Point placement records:
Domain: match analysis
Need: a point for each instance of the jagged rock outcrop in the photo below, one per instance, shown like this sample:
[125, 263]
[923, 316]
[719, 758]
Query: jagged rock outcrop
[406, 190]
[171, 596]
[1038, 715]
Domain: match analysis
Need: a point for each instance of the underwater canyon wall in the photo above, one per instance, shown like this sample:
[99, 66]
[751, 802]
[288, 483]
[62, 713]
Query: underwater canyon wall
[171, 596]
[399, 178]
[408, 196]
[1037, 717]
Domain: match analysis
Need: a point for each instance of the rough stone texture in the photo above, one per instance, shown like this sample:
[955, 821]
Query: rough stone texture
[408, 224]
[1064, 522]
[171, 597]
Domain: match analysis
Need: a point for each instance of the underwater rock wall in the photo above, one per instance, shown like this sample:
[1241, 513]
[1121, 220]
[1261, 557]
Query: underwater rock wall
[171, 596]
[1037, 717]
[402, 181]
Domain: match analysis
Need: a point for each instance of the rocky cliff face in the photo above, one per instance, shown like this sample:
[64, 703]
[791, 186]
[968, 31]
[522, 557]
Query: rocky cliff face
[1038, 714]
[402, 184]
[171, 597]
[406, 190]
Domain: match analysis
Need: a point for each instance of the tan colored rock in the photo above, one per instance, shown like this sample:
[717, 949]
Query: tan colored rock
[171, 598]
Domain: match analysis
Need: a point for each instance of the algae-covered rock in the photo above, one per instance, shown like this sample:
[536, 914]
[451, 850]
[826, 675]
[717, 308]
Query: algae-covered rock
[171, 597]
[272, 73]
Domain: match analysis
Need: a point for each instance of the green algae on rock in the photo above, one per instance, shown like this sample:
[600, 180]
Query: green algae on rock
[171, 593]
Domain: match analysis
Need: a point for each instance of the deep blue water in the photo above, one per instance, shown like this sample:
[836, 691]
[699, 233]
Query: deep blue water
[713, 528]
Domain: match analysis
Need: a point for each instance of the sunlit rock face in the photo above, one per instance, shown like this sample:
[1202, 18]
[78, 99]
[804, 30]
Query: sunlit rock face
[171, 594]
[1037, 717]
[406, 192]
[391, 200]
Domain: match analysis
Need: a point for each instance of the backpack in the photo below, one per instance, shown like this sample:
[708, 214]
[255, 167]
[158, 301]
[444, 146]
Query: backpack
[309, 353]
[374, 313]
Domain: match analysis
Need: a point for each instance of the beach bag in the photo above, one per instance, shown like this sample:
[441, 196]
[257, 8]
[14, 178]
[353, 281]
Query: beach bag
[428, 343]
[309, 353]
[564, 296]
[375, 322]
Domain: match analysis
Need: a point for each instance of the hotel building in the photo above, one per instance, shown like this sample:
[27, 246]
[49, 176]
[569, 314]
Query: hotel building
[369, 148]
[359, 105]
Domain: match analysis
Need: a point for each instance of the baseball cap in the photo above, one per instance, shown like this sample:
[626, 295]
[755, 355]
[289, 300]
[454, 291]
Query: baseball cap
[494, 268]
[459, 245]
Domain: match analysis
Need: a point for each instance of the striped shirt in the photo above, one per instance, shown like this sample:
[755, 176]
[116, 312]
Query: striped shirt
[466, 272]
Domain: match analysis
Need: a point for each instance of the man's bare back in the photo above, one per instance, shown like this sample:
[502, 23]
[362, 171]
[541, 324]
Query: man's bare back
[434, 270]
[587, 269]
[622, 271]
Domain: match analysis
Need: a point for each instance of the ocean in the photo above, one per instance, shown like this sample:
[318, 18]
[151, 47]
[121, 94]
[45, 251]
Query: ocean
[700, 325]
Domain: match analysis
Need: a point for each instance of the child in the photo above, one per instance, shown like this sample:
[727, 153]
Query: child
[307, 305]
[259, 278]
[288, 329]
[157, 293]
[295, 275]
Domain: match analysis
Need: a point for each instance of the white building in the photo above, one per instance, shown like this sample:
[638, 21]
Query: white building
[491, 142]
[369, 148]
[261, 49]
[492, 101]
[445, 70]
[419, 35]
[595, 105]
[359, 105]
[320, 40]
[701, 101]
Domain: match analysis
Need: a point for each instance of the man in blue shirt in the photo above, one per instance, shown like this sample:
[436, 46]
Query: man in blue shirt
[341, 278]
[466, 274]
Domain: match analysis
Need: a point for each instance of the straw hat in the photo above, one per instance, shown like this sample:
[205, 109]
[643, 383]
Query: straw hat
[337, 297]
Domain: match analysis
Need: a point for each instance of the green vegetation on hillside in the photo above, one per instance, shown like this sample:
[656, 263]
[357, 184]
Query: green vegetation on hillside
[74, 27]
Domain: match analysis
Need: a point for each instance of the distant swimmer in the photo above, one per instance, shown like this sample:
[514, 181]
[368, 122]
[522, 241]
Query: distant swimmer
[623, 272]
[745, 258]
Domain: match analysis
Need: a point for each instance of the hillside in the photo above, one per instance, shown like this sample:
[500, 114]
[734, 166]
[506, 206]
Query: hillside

(Job)
How many lines of the records contain the string "shirt"? Reply with the number alone.

(Exercise response)
4